• _SUPPLIED DATA_:
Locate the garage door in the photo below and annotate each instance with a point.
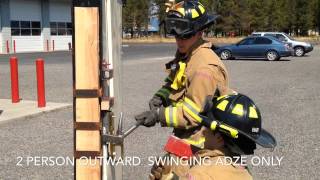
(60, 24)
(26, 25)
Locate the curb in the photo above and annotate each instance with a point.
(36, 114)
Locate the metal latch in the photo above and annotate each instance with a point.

• _WHAT TO DO_:
Take the line holding "Locate the curb" and all lines after it through the end of the data, and set them down exactly.

• _THE ANSWER_:
Locate the curb in the photo above and annotate each instance with a point.
(36, 114)
Locate the metal latch in the photo above and annotate each instance with a point.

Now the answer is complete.